(begin)

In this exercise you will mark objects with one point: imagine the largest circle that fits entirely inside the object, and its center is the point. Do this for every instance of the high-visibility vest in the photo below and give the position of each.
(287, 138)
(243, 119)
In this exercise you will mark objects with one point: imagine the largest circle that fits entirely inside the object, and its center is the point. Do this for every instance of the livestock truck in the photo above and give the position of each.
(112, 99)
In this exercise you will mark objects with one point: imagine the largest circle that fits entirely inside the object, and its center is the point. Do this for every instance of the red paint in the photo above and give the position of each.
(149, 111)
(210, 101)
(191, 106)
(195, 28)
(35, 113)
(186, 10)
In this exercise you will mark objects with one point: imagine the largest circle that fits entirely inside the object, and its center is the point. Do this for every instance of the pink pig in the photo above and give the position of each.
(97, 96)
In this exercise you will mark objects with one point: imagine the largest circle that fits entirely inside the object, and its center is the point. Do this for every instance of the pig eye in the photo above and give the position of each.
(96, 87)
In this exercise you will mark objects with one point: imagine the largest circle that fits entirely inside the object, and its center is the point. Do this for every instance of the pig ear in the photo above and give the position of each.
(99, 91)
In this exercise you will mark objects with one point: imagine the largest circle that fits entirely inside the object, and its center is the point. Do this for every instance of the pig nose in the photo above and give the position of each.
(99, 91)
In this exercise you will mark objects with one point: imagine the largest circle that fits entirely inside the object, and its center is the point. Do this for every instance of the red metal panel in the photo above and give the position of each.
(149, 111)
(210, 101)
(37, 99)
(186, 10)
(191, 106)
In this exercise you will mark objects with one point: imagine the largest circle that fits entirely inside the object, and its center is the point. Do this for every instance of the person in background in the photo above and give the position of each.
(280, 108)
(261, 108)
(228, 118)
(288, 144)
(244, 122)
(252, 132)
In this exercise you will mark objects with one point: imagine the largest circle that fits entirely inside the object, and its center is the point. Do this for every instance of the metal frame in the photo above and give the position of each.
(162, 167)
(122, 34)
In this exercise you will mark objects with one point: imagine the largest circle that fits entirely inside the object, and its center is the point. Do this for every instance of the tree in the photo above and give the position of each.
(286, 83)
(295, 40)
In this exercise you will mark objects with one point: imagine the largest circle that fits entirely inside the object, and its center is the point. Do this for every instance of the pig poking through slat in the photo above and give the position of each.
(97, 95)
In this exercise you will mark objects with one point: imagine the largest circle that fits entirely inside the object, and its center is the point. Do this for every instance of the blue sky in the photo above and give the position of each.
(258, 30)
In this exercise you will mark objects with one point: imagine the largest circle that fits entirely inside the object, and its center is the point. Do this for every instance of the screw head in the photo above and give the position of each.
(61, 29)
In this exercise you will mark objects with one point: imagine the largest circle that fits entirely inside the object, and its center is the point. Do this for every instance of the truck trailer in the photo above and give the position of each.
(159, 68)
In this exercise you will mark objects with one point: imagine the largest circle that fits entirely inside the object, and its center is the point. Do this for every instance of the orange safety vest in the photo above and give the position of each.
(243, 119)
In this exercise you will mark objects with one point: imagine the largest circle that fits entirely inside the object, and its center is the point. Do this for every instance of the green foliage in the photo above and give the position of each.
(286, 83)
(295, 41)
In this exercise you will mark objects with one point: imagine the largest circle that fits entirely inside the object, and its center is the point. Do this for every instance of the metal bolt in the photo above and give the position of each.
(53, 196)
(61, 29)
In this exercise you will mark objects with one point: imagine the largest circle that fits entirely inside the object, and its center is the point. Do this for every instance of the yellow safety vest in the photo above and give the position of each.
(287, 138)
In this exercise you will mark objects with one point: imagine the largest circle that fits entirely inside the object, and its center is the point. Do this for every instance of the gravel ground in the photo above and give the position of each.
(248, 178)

(end)

__YOUR GOAL__:
Emit the full listing verbatim.

__COMPLETED TASK__:
In this exercise you will mark objects with one point: imagine the largest circle that fits entirely inside the object, and its center is the point. Do this for every instance of the high-visibility vest in the photo below and give the position of each.
(287, 138)
(243, 119)
In this exercise you will mark objects with one point: imagine the largest circle that fits entirely inside the object, and its center is the point. Do this for every instance of the livestock truck in the photo above and give the position of each.
(112, 99)
In this exercise you will mark objects with one point: imagine the largest circle that fits entirely inside the object, and its center is the point. Do this for every instance of the red paint in the photo above and give the position of each.
(149, 111)
(210, 101)
(191, 106)
(195, 28)
(35, 113)
(186, 10)
In this exercise you will mark objects with one point: imagine the largest circle that fits entirely inside the object, and its center is the point. Do this for every instance of the pink pig in the photo above and give the position of each.
(97, 96)
In this exercise you will mark objects with one point: imagine the largest circle that fits entirely inside the object, and its center is the point. Do this for every instance of the pig eye in the photo above and give the position of each.
(96, 87)
In this exercise you will mark objects with one point: imagine the largest circle that fits entirely inside the object, and its center is the point. Do this for every instance of the pig ear in the photo above and give the position of each.
(99, 91)
In this exercise you will mark objects with one point: imagine the largest circle that fits entirely inside the object, and its center is the point. Do this for every instance of the pig nose in the photo above and give the position of each.
(99, 91)
In this exercise you will mark objects with one point: imagine the largest circle that fits entirely inside the object, and its center is the point. Do this for every instance of the red metal panel in the photo above and give the position of each.
(149, 111)
(210, 101)
(37, 99)
(186, 10)
(191, 106)
In this exercise you will mark objects with one point: imagine the largest circle that fits entirely inside the object, and its center is the point. Do this for every instance of the person in background in the photo above and give the position of each.
(280, 108)
(261, 108)
(228, 118)
(288, 144)
(244, 122)
(252, 132)
In this exercise you will mark objects with one point: imagine the largest circle that fits entirely inside the object, and its center is the point. Do this for every instance of the metal frame in the photo above and give the position of each.
(162, 167)
(122, 34)
In this exercise you will mark objects with one point: imagine the largest circle that fits entirely inside the object, and its center is the point. Do this for every instance of the tree in the photo above and give the position of each.
(286, 83)
(295, 40)
In this exercise you will mark objects with one point: imagine the largest circle that fits entirely inside the object, and its center is the point. Do this for every instance of the pig poking through slat in the photo above and give the position of each.
(97, 95)
In this exercise you will mark objects with one point: imagine the largest circle that fits entirely inside the object, and its center is the point. Do this for every instance of the blue sky in the photo above and give the position of each.
(258, 30)
In this exercise you will mark objects with one point: imagine the largest circle that fits entirely inside the object, and its center is the point. Do this for every instance of the screw head in the photo above and give the position of each.
(61, 29)
In this exercise you will mark objects with one point: imagine the largest circle that fits entirely inside the object, and its center is the point. Do this for every instance of the truck trailer in the photo above and give the position of each.
(159, 68)
In this exercise you will mark objects with one point: imagine the largest circle that fits entirely inside the object, and its center is the point. Do this for every instance of the orange safety vest in the photo above and give the position of each.
(243, 119)
In this exercise you will mark objects with one point: imagine the largest circle that fits entirely inside the object, and its center is the point. Do this for every instance of the green foliage in the photo above and give the position of each.
(286, 83)
(295, 41)
In this exercise you will mark objects with one point: imagine the largest circle that fits entirely inside the object, and its center is the point. Do this for every instance of the metal bolt in the photo above and give the position of each.
(53, 196)
(61, 29)
In this exercise you will mark objects with one point: imagine the largest circle that fits entirely inside the object, and its center is the point. Do this for every instance of the yellow safety vest in the photo above and give the position of each.
(287, 138)
In this exercise you will mark objects with one point: imagine the largest circle that fits entirely inside the object, and its center is the point. Do this for every instance of the gravel ground in the photo above and give the position of each.
(248, 178)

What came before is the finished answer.